Please rescale the part of the data below that opens with the line containing "point: the golden" and runs through the end of the data, both ends included. Reproduce only those lines, requests and all, but multiply every x and y coordinate in the answers by 0.4 and round to whole numbers, rounding halves up.

- Data lines:
○ ○ ○ ○ ○ ○ ○
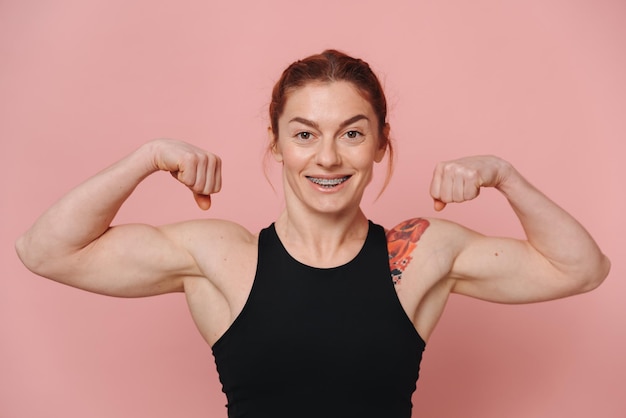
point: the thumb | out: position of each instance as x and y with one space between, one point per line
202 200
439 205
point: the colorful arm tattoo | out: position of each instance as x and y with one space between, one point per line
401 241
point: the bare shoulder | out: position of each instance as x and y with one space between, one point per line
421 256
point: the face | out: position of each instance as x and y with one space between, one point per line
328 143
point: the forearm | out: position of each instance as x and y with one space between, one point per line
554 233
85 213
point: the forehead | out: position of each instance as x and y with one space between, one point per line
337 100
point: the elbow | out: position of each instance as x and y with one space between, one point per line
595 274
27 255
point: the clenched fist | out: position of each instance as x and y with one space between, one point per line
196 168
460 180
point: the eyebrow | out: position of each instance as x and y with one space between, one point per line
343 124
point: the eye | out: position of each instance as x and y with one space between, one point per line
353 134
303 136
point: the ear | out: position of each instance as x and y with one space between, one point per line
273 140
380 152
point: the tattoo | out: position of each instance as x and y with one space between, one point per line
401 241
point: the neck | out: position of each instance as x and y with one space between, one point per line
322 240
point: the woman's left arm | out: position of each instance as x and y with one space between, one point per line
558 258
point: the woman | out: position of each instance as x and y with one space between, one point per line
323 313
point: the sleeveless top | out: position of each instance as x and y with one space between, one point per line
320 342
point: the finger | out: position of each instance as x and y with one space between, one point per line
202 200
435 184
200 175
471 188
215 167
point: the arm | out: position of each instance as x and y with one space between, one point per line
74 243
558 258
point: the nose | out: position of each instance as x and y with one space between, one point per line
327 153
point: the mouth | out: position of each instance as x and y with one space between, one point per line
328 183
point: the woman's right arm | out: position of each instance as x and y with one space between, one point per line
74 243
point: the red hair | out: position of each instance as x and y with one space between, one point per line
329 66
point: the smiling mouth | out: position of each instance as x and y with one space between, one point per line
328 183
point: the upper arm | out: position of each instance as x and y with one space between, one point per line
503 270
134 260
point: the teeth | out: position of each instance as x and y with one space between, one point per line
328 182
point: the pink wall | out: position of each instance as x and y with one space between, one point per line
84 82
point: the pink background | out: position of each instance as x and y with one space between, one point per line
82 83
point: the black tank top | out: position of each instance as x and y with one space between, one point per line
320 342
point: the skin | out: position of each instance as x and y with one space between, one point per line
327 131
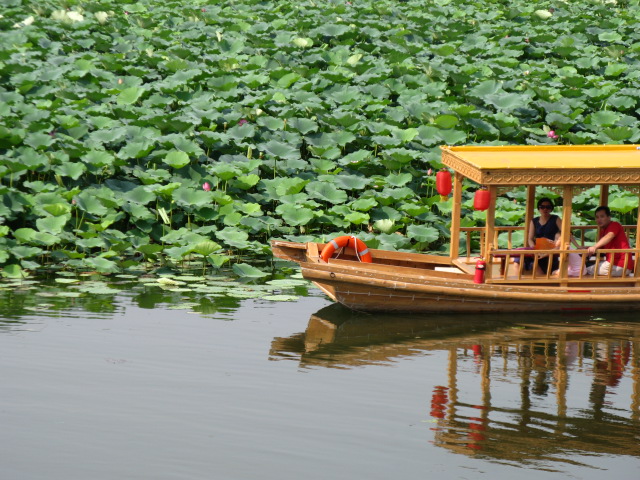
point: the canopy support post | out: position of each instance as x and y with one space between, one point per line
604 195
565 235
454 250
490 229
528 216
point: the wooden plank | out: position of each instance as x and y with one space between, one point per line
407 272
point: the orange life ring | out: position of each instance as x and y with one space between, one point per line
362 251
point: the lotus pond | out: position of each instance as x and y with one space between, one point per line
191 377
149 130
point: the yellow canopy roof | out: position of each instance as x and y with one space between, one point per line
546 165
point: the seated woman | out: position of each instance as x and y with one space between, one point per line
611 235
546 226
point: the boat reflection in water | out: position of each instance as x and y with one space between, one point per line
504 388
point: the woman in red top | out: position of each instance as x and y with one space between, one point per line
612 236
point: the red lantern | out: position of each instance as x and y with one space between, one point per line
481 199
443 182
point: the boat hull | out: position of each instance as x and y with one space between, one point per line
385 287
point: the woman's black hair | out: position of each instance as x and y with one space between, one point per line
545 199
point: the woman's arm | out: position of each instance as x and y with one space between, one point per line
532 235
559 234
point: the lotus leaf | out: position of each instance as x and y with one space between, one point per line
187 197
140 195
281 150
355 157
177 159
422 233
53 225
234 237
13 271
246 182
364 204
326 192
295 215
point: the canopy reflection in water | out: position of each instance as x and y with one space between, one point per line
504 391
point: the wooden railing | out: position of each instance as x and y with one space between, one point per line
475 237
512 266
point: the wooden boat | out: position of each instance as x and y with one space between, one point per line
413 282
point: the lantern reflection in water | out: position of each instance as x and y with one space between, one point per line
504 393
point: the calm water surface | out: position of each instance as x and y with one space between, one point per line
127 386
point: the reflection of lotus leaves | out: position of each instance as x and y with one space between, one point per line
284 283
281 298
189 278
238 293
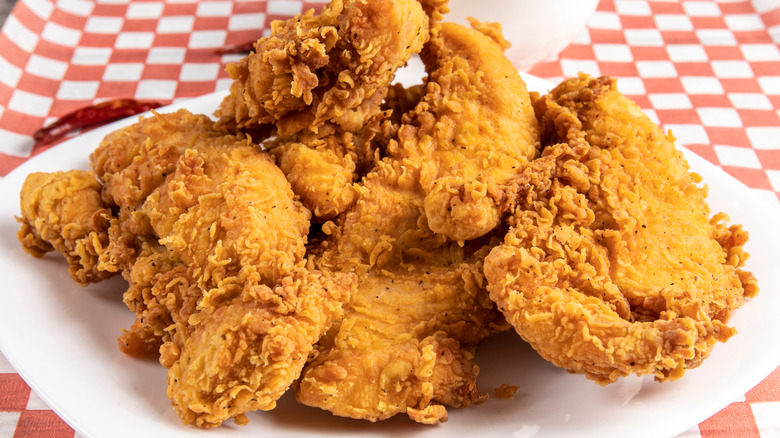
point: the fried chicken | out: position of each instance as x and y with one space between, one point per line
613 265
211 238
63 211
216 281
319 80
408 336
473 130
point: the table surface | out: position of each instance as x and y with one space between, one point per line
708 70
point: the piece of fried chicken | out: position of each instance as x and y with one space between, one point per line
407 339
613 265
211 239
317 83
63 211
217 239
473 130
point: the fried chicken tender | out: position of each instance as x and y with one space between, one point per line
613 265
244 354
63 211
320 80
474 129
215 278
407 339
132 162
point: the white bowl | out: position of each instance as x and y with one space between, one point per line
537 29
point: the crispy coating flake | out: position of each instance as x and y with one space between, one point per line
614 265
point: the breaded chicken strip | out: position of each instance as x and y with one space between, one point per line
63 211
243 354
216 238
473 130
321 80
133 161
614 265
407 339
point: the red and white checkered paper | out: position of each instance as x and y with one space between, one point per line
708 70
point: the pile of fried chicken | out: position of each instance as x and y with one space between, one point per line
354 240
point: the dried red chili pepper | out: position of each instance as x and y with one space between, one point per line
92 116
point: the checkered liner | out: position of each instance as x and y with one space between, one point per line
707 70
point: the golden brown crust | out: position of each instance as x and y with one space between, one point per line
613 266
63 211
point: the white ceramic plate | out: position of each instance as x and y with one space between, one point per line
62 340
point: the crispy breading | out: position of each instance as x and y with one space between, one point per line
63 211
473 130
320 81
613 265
○ ○ ○ ○ ○ ○ ○
- Correct response:
point: the golden brown crust | out: position of each instance as x and y with one space between, one point per line
245 106
25 84
point: the white ceramic plate | out: position of each instance as x and y with one space between, one point per line
25 136
point: the crispy breading | out: position of each instance as x and y with one space between, one point per line
25 84
189 52
128 32
245 106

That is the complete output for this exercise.